● Instructions for the task
Rewrite the lines below as a numbered list, leaving out any blank lines.

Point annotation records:
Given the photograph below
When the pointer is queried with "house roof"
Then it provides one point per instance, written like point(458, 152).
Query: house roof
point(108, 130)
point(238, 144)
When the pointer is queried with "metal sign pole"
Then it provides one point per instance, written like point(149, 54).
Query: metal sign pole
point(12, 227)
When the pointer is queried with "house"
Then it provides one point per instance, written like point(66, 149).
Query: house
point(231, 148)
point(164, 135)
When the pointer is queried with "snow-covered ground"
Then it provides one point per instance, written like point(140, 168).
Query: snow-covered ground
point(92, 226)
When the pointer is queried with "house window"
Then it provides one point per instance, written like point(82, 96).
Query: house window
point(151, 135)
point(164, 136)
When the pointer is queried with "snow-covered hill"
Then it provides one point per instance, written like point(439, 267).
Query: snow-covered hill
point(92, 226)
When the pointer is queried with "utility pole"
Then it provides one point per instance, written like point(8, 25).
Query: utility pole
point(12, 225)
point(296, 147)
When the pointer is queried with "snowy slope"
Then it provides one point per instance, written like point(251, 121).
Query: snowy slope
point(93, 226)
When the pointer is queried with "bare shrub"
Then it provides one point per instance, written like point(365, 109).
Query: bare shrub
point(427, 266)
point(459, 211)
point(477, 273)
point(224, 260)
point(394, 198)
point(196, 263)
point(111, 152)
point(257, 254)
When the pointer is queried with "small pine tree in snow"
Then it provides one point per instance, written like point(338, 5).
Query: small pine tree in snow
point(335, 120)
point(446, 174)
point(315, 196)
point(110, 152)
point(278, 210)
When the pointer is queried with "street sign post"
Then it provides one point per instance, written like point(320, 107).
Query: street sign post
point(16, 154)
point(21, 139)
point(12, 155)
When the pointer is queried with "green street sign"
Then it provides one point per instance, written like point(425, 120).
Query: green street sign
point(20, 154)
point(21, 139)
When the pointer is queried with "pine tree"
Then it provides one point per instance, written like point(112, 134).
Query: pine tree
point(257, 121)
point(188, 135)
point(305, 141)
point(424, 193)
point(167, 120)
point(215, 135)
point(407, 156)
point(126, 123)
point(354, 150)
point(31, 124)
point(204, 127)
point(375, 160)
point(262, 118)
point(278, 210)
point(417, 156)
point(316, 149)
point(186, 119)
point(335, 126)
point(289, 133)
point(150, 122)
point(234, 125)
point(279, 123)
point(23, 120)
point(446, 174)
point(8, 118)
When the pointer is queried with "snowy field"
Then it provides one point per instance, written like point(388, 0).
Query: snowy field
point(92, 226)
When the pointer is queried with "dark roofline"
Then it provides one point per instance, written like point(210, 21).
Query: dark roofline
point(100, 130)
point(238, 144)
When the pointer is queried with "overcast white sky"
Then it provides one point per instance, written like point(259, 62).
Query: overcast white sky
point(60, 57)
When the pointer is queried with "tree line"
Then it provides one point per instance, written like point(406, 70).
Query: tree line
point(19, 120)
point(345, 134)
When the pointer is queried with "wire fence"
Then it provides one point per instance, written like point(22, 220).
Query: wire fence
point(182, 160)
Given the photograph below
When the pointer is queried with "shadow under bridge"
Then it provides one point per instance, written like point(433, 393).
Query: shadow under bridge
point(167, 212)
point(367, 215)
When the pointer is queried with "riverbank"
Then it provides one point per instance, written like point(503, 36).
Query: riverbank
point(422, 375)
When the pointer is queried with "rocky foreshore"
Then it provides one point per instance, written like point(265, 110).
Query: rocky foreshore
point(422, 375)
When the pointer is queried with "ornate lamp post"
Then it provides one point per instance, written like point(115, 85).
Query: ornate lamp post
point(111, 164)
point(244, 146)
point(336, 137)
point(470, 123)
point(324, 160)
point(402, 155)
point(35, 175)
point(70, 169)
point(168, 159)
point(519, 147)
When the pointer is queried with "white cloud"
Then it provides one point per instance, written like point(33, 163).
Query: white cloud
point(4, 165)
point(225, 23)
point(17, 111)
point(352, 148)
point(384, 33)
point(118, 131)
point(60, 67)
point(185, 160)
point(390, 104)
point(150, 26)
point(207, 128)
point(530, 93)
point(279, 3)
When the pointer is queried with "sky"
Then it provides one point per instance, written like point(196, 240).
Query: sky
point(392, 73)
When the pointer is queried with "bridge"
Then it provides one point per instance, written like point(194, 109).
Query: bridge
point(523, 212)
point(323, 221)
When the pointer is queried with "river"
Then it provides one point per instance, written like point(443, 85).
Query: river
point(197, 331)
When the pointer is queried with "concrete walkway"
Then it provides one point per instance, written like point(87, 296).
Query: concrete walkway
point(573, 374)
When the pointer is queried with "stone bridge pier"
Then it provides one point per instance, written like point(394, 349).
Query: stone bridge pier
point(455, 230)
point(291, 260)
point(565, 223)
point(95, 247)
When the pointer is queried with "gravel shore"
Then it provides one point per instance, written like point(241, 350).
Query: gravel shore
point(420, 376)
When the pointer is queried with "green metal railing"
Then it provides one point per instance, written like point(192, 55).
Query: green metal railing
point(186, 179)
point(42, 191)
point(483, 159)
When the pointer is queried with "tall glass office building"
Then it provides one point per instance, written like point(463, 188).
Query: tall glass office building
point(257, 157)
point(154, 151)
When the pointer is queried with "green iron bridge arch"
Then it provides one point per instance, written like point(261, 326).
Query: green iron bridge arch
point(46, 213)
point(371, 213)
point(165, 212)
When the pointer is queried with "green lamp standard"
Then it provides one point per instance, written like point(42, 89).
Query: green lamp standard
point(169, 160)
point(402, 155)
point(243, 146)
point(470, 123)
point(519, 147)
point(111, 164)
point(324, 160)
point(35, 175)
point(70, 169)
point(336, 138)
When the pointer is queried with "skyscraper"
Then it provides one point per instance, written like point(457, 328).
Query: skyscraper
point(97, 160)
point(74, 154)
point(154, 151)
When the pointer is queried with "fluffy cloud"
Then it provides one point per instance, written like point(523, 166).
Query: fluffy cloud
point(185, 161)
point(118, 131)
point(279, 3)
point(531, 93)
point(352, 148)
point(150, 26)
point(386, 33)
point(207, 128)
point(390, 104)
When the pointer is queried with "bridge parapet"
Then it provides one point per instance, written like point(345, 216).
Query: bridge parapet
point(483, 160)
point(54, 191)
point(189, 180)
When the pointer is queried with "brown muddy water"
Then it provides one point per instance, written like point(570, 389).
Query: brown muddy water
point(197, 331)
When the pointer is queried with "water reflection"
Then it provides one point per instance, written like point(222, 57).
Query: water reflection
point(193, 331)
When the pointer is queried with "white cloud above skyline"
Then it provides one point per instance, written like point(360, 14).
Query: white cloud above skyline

● Answer to this task
1. Given the photograph below
2. When the pointer is queried with "house roof"
3. Then it provides one point per instance, written like point(458, 152).
4. Query: house roof
5. point(108, 130)
6. point(238, 144)
7. When the pointer is queried with "metal sign pole"
8. Then it provides one point per instance, written like point(149, 54).
9. Query: metal sign pole
10. point(12, 227)
11. When the pointer is queried with "house"
12. Then it provides one point per instance, written like point(66, 149).
13. Query: house
14. point(231, 148)
15. point(164, 135)
16. When the pointer is queried with "snow-covered ground"
17. Then it provides one point per instance, written like point(140, 168).
18. Query: snow-covered ground
19. point(92, 226)
20. When the pointer is queried with "house window"
21. Then it provides one point per instance, written like point(82, 96).
22. Query: house window
23. point(151, 135)
24. point(164, 136)
25. When the pointer is queried with "snow-covered hill"
26. Then it provides one point per instance, written like point(439, 267).
27. Query: snow-covered hill
28. point(92, 226)
29. When the pointer is queried with "utility pole"
30. Then it provides one point per instance, written like point(8, 25).
31. Query: utility pole
32. point(12, 225)
33. point(296, 147)
34. When the pointer is queried with "snowy slope"
35. Then it provides one point per instance, written like point(251, 121).
36. Query: snowy slope
37. point(93, 226)
38. When the pointer is queried with "bare shrub"
39. Then it provides one point per instance, written like point(365, 109).
40. Query: bare shrub
41. point(427, 266)
42. point(459, 211)
43. point(477, 273)
44. point(224, 260)
45. point(394, 198)
46. point(196, 263)
47. point(111, 152)
48. point(257, 254)
49. When the pointer is queried with "small pine tree in snow"
50. Then it provides one point per instance, written like point(338, 5).
51. Query: small pine tree in snow
52. point(335, 120)
53. point(446, 174)
54. point(315, 196)
55. point(110, 152)
56. point(278, 210)
57. When the pointer is queried with "street sign post"
58. Then it provides one point per instance, written like point(320, 107).
59. Query: street sign post
60. point(16, 154)
61. point(21, 139)
62. point(12, 155)
63. When the pointer is queried with "green street sign"
64. Then it provides one point per instance, written like point(425, 120).
65. Query: green street sign
66. point(20, 154)
67. point(21, 139)
68. When the pointer is queried with "pine tree"
69. Then it provides one point per instance, written like point(112, 134).
70. Query: pine tree
71. point(257, 121)
72. point(188, 135)
73. point(305, 141)
74. point(424, 193)
75. point(167, 120)
76. point(215, 135)
77. point(407, 156)
78. point(126, 123)
79. point(354, 150)
80. point(31, 124)
81. point(204, 127)
82. point(375, 160)
83. point(262, 118)
84. point(278, 210)
85. point(417, 156)
86. point(316, 149)
87. point(186, 119)
88. point(335, 126)
89. point(289, 133)
90. point(150, 122)
91. point(234, 125)
92. point(279, 123)
93. point(23, 120)
94. point(446, 174)
95. point(8, 118)
96. When the pointer is queried with "snowy field"
97. Then it provides one point per instance, written like point(388, 0).
98. Query: snowy field
99. point(92, 226)
100. When the pointer is queried with "dark roofline"
101. Then it provides one point per instance, written like point(210, 21).
102. Query: dark roofline
103. point(100, 130)
104. point(238, 144)
105. When the pointer is queried with "overcast white sky"
106. Then it provides one point per instance, written like point(259, 62).
107. Query: overcast white sky
108. point(60, 57)
109. When the pointer is queried with "tree line"
110. Then it provides one point per instance, written like point(406, 70).
111. Query: tree line
112. point(19, 120)
113. point(345, 134)
114. When the pointer is queried with "wire fence"
115. Then it provides one point per instance, written like point(22, 220).
116. Query: wire fence
117. point(182, 160)
118. Given the photograph below
119. When the pointer is queried with "shadow under bridge"
120. Then it provides one point per instance, written like point(433, 393).
121. Query: shadow under bridge
122. point(167, 212)
123. point(367, 215)
124. When the pointer is queried with "riverbank"
125. Then it provides one point per instance, written like point(503, 36).
126. Query: riverbank
127. point(422, 375)
128. When the pointer is queried with "rocky foreshore"
129. Then it provides one point per instance, written like point(265, 110).
130. Query: rocky foreshore
131. point(422, 375)
132. When the pointer is queried with "ornate lamp post"
133. Then it provides one point per instance, written like point(115, 85).
134. Query: ornate lamp post
135. point(111, 164)
136. point(244, 146)
137. point(336, 137)
138. point(470, 123)
139. point(324, 160)
140. point(402, 155)
141. point(35, 175)
142. point(70, 169)
143. point(168, 159)
144. point(519, 147)
145. When the pointer is queried with "white cloud"
146. Then it provides one point per instance, written like point(33, 163).
147. Query: white cloud
148. point(4, 165)
149. point(225, 23)
150. point(17, 111)
151. point(352, 148)
152. point(384, 33)
153. point(118, 131)
154. point(60, 67)
155. point(185, 160)
156. point(390, 104)
157. point(150, 26)
158. point(207, 128)
159. point(530, 93)
160. point(279, 3)
161. When the pointer is queried with "sky"
162. Then it provides one point per instance, written like point(196, 240).
163. Query: sky
164. point(392, 73)
165. When the pointer is queried with "bridge"
166. Then it provides one point per instance, written like point(194, 109).
167. Query: bridge
168. point(523, 212)
169. point(323, 221)
170. When the pointer is queried with "river"
171. Then it provides one point per instance, written like point(443, 85).
172. Query: river
173. point(197, 331)
174. When the pointer is queried with "concrete walkway"
175. Then it provides one point per instance, written like point(87, 296).
176. Query: concrete walkway
177. point(573, 374)
178. When the pointer is queried with "stone bridge pier"
179. Then it provides one point per instance, written like point(394, 349).
180. Query: stone bridge pier
181. point(455, 230)
182. point(291, 260)
183. point(565, 223)
184. point(95, 247)
185. When the pointer is queried with "gravel shore"
186. Then it provides one point per instance, written like point(241, 350).
187. Query: gravel shore
188. point(420, 376)
189. When the pointer is queried with "green metal railing"
190. Then it provides one point per instance, written like point(192, 55).
191. Query: green metal railing
192. point(186, 179)
193. point(42, 191)
194. point(483, 159)
195. When the pointer is queried with "tall glass office building"
196. Then it provides one point per instance, written like point(463, 188).
197. Query: tall glass office building
198. point(257, 157)
199. point(154, 151)
200. When the pointer is queried with "green iron bridge arch"
201. Then it provides one point per instance, written like point(261, 326).
202. Query: green iron bridge arch
203. point(46, 213)
204. point(371, 213)
205. point(165, 212)
206. When the pointer is queried with "green lamp standard"
207. Then it provides one point per instance, written like point(42, 89).
208. Query: green lamp standard
209. point(169, 160)
210. point(402, 155)
211. point(243, 146)
212. point(470, 123)
213. point(519, 147)
214. point(111, 164)
215. point(324, 160)
216. point(35, 175)
217. point(70, 169)
218. point(336, 138)
219. When the pointer is queried with "skyscraper"
220. Then it provides one point per instance, written like point(457, 328).
221. Query: skyscraper
222. point(97, 160)
223. point(74, 154)
224. point(154, 151)
225. When the pointer is queried with "fluffy cloud"
226. Then it provides one point per instance, written like point(523, 166).
227. Query: fluffy cloud
228. point(185, 161)
229. point(118, 131)
230. point(279, 3)
231. point(531, 93)
232. point(352, 148)
233. point(150, 26)
234. point(386, 33)
235. point(207, 128)
236. point(390, 104)
237. When the pointer is queried with "bridge parapet"
238. Then it provides one point per instance, written like point(345, 216).
239. Query: bridge parapet
240. point(483, 160)
241. point(54, 191)
242. point(189, 180)
243. When the pointer is queried with "brown muddy water"
244. Then it provides one point per instance, written like point(570, 389).
245. Query: brown muddy water
246. point(197, 331)
247. When the pointer is queried with "water reflection"
248. Then it provides one point per instance, written like point(222, 57).
249. Query: water reflection
250. point(193, 331)
251. When the pointer is queried with "white cloud above skyline"
252. Then it provides one point per instance, written like point(360, 14).
253. Query: white cloud above skyline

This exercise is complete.